Material supplied:

-----

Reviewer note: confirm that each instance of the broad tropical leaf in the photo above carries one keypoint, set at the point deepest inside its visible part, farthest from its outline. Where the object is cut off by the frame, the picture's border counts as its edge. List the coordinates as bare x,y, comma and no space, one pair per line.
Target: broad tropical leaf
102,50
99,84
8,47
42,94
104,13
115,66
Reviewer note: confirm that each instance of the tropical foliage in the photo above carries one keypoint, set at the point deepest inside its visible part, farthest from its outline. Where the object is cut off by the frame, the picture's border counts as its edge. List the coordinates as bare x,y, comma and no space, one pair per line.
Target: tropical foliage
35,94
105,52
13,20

-----

Task requirements: Put every line of the rows above into a Markdown table with two columns, Number and Text, numbering each line and leaving out blank lines.

The reply:
| Number | Text |
|---|---|
| 1 | Reviewer note: confirm that each instance of the broad tropical leaf in the photo above carries one keypoint, set at the point deepest inside its visible part, farthest from its outline. Where the object is cut off by the frame, the picture's border counts as its edge. List the coordinates as bare x,y, comma and no space, one pair per line. |
| 2 | Target: broad tropical leaf |
| 3 | 102,50 |
| 4 | 99,84 |
| 5 | 8,47 |
| 6 | 42,94 |
| 7 | 104,13 |
| 8 | 115,66 |
| 9 | Reviewer note: confirm that each instance of the tropical foliage in the photo above carries one keypoint, set at the point deepest inside its visible part, farthest from its outline. Where the object is cut off by the frame, the picture's border counts as its edge. List the coordinates as bare x,y, comma and no space, one pair per line. |
| 10 | Target: tropical foliage |
| 11 | 35,94 |
| 12 | 105,52 |
| 13 | 13,20 |